(Dataset entries)
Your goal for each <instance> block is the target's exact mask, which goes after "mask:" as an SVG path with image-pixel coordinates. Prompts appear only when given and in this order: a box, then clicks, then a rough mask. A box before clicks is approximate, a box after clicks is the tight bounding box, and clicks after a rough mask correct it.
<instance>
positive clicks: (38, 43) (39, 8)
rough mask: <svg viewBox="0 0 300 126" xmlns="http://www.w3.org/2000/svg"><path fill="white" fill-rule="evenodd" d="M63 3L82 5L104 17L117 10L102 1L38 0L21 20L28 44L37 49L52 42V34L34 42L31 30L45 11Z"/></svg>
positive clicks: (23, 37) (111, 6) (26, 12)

> [Assignment] Extract every line of the data above and reproduce each one without any change.

> [Response box]
Your goal for each <instance> block is the target's exact mask, which goes after "mask:" as an SVG path with image-pixel coordinates. Prompts appear only when given and in this order: a box, then clicks, then a rough mask. A box before clicks is approximate, a box after clicks is the tight bounding box, and clicks after a rough mask correct it.
<instance>
positive clicks: (38, 43) (39, 8)
rough mask: <svg viewBox="0 0 300 126" xmlns="http://www.w3.org/2000/svg"><path fill="white" fill-rule="evenodd" d="M63 3L82 5L104 17L117 10L102 1L38 0L21 20L28 44L37 49L52 42V34L34 42L31 30L45 11Z"/></svg>
positive clicks: (23, 37) (111, 6) (26, 12)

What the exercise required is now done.